**EXERCISE DETAILS**
Every entry must be output exactly as it was written.

Records from a data source:
────

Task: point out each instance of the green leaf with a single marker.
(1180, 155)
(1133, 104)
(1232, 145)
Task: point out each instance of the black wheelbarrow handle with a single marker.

────

**FINISHED EXERCISE**
Task: point out each instance of the green leaf with a single marker.
(1180, 155)
(1133, 104)
(1232, 145)
Task: point out each instance of the black wheelbarrow handle with a single marker.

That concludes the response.